Aim of the task:
Which lines in the rows below contain the string "european"? Return each of them in full, counting a match only when the case is the same.

Data provided:
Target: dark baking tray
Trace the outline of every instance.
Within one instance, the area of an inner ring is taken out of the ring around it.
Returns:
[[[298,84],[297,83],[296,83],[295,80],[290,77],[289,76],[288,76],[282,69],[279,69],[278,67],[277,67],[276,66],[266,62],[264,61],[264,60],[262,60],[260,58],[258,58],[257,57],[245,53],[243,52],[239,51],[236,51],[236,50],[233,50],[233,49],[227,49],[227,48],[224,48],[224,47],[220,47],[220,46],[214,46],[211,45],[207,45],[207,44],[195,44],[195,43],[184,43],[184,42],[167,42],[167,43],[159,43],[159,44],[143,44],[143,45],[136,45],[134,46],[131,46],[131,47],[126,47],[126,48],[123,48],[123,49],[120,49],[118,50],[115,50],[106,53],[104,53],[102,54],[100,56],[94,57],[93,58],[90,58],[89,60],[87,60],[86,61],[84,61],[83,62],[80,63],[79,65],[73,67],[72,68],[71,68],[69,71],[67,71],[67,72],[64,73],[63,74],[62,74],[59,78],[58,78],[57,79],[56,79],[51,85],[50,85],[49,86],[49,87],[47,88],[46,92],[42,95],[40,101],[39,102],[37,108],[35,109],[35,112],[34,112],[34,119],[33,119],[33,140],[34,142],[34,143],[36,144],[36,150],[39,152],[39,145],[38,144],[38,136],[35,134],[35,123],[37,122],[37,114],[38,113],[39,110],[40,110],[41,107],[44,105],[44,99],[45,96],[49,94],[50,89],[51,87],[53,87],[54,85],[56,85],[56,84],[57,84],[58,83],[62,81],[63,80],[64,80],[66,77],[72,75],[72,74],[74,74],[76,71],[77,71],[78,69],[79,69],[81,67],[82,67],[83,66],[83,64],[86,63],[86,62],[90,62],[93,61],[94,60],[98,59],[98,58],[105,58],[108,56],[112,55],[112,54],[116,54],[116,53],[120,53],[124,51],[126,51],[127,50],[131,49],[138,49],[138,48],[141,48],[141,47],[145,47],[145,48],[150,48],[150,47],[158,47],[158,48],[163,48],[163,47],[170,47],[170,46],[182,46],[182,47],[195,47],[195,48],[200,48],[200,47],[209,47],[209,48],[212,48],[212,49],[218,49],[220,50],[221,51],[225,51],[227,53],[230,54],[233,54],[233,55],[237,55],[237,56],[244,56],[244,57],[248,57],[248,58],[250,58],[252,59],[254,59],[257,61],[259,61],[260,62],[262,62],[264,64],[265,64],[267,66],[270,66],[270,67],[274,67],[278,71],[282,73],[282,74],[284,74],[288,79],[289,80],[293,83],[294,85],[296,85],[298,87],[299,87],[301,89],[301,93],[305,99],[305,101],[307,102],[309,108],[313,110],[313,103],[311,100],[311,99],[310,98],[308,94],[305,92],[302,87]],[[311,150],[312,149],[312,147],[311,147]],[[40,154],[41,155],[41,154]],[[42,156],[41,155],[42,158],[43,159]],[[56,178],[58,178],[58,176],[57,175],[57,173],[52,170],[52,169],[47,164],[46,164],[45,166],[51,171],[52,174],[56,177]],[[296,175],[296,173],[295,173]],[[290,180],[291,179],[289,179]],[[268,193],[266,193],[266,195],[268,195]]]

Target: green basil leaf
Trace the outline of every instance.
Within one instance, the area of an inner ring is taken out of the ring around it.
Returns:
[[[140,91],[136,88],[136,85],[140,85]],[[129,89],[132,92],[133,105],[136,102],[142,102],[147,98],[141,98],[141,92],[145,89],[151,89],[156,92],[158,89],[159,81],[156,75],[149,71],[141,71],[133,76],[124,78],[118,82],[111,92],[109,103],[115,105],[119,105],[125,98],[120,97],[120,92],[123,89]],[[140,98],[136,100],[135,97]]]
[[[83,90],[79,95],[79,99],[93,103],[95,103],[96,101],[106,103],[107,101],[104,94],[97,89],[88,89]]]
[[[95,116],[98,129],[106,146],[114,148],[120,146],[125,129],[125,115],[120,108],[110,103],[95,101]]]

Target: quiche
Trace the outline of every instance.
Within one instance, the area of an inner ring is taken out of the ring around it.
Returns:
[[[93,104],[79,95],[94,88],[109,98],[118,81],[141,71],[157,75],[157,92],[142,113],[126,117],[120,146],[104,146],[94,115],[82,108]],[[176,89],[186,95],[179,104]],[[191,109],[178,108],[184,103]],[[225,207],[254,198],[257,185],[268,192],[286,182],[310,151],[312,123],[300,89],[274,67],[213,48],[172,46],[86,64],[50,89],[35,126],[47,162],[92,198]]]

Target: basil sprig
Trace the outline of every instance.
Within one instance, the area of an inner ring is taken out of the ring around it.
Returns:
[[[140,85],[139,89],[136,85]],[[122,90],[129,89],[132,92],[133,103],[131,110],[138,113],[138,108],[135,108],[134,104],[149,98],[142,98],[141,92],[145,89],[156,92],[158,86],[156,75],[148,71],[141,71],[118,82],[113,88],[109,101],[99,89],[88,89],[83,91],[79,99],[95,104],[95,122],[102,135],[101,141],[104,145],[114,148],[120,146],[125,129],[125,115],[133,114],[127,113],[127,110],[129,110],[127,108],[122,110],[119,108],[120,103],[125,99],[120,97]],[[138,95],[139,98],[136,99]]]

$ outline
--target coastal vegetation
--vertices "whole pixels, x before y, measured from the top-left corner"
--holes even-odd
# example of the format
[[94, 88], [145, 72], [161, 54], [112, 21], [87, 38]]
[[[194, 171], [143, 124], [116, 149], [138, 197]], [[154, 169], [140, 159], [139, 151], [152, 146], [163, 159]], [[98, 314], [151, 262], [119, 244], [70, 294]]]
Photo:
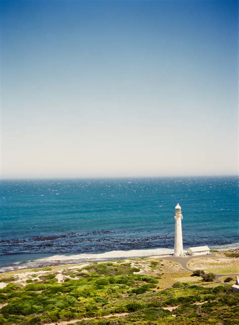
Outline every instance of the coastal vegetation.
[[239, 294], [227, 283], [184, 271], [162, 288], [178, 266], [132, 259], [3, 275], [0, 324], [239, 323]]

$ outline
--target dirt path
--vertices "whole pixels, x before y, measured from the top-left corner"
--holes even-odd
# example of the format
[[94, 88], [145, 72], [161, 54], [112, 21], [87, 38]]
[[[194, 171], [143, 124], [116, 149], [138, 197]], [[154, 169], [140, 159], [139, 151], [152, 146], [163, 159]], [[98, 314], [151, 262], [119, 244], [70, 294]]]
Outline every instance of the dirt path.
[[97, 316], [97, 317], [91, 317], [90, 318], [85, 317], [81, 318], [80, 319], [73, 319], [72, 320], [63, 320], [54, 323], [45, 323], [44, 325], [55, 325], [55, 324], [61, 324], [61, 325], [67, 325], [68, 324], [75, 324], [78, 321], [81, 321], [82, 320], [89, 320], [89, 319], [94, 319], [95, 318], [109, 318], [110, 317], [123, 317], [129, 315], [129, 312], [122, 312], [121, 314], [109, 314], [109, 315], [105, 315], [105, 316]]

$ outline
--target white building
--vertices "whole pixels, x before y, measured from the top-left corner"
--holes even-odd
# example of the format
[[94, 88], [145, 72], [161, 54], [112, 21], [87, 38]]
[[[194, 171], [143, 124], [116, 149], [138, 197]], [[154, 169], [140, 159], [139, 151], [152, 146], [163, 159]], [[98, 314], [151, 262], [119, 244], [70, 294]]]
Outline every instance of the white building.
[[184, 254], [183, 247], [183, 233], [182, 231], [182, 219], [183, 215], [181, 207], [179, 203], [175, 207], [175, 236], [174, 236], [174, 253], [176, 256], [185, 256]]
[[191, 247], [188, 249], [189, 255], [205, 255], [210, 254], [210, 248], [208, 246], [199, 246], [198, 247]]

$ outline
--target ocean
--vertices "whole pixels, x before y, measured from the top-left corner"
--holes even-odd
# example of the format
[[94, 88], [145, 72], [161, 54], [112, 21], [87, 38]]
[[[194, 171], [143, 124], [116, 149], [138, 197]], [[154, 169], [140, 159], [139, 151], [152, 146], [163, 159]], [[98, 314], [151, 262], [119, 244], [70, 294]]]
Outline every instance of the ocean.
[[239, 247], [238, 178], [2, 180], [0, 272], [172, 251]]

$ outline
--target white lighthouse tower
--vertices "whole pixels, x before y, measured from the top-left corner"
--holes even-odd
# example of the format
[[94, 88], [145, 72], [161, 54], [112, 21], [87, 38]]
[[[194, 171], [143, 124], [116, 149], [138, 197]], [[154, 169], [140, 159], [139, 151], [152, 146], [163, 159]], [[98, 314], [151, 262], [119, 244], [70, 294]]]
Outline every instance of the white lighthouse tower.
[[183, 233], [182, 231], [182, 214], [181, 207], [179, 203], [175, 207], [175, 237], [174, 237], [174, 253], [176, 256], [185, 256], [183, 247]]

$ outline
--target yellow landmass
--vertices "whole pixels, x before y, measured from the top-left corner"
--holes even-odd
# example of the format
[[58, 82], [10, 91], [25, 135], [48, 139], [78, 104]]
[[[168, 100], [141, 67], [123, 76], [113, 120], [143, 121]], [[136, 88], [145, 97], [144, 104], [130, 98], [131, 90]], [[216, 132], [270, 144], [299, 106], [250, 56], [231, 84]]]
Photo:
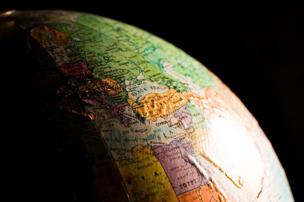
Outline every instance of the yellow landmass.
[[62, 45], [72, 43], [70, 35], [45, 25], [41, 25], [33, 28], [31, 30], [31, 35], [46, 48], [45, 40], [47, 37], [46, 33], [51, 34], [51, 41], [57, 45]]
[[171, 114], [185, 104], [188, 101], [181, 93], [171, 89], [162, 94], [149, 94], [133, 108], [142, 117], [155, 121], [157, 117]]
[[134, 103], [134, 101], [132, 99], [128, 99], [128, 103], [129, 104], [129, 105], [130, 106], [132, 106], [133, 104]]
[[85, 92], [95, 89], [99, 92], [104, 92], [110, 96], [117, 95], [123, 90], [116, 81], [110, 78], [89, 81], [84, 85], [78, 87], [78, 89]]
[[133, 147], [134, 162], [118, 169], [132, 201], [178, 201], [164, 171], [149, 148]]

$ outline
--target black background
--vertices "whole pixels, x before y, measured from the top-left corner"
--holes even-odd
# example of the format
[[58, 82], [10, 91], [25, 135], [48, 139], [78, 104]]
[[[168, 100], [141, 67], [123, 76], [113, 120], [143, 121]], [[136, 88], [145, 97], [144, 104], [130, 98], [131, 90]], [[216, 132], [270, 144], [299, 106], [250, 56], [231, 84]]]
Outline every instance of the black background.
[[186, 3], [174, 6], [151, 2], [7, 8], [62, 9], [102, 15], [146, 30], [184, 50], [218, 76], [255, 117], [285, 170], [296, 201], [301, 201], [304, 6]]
==
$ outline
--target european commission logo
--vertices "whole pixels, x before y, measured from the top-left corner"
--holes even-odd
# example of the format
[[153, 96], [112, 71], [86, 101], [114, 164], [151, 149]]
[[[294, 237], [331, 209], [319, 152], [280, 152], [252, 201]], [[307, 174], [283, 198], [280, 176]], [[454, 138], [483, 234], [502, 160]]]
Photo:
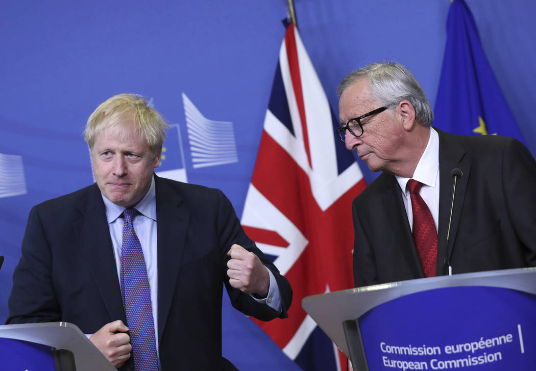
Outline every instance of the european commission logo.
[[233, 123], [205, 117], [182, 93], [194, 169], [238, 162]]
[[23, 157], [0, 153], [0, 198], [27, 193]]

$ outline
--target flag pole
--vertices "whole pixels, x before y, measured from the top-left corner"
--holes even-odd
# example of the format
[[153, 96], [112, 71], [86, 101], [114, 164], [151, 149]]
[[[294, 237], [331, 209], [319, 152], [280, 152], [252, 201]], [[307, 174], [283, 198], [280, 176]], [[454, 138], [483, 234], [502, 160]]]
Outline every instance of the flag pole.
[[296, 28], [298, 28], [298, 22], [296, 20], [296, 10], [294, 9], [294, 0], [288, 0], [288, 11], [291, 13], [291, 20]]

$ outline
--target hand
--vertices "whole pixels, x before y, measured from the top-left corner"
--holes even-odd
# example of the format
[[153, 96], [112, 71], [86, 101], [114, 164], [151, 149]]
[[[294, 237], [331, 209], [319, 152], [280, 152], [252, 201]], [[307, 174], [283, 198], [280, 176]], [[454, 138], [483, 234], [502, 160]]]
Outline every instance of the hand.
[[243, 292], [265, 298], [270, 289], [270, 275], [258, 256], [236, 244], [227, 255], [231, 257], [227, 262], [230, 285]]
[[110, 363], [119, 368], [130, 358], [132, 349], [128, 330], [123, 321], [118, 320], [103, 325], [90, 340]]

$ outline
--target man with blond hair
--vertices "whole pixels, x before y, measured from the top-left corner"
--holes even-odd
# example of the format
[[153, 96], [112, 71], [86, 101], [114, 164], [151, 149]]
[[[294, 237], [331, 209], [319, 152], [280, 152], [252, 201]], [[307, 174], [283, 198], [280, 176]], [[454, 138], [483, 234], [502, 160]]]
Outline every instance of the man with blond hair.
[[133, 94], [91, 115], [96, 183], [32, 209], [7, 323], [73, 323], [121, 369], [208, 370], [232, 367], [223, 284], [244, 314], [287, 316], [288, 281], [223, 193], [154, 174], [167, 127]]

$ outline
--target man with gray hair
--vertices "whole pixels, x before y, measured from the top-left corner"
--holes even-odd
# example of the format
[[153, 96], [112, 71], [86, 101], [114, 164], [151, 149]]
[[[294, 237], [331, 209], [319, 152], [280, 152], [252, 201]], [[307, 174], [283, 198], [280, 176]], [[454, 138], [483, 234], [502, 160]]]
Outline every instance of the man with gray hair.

Result of the exercise:
--target european commission logo
Outline every instance of the european commission logo.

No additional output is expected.